[Opening Provided entries section]

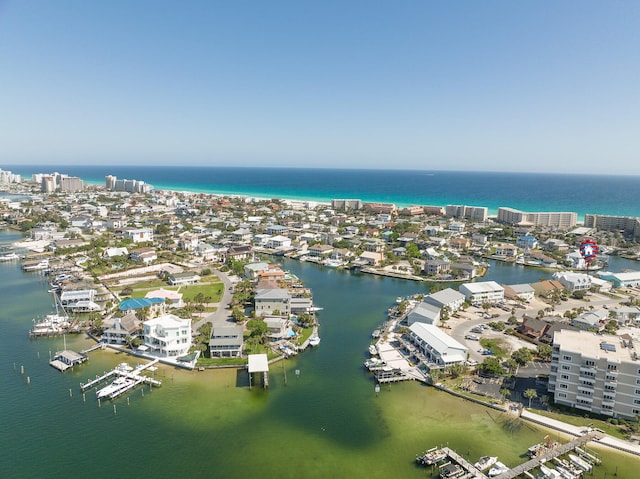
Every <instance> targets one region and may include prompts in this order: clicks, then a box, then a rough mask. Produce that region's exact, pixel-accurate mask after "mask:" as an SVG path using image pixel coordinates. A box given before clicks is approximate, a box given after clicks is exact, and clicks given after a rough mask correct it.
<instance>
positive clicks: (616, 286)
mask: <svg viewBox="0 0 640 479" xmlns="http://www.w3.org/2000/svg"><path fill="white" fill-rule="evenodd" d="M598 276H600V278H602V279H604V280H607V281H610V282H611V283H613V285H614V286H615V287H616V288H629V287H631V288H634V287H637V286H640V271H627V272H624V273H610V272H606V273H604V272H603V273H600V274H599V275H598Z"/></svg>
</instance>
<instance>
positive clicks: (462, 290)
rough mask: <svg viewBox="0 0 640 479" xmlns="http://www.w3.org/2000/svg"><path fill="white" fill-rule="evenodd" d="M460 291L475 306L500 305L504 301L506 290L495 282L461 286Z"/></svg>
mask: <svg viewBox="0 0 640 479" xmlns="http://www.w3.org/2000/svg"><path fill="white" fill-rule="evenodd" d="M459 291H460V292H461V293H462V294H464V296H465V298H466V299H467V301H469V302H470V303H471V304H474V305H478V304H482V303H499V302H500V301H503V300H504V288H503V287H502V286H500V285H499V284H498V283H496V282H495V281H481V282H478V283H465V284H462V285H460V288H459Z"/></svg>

[Closing Provided entries section]

**Exercise prompt**
Write all the records out again with each "rough mask" swapped for "draft mask" and nothing else changed. Leave the pictures out.

**Result of the exercise**
Every <instance> targets one region and may include prompts in this order: clicks, then a box, then a draft mask. Produce that region's exact, pixel-accurate mask after "mask:" as an SVG path using image pixel coordinates. A box given before clicks is approximate, a box given after clicks is exact, and clicks given after a draft mask correct it.
<instance>
positive clicks: (616, 286)
mask: <svg viewBox="0 0 640 479" xmlns="http://www.w3.org/2000/svg"><path fill="white" fill-rule="evenodd" d="M598 276H600V278H602V279H604V280H607V281H610V282H611V283H613V285H614V286H615V287H616V288H629V287H631V288H634V287H637V286H640V271H627V272H624V273H610V272H606V273H604V272H603V273H600V274H599V275H598Z"/></svg>
</instance>
<instance>
positive clicks: (462, 290)
draft mask: <svg viewBox="0 0 640 479" xmlns="http://www.w3.org/2000/svg"><path fill="white" fill-rule="evenodd" d="M460 291L475 306L500 305L504 301L506 290L495 282L461 286Z"/></svg>
mask: <svg viewBox="0 0 640 479" xmlns="http://www.w3.org/2000/svg"><path fill="white" fill-rule="evenodd" d="M459 291H460V292H461V293H462V294H464V296H465V298H466V299H467V301H469V302H470V303H471V304H474V305H478V304H482V303H499V302H500V301H503V300H504V288H503V287H502V286H500V285H499V284H498V283H496V282H495V281H481V282H478V283H465V284H462V285H460V288H459Z"/></svg>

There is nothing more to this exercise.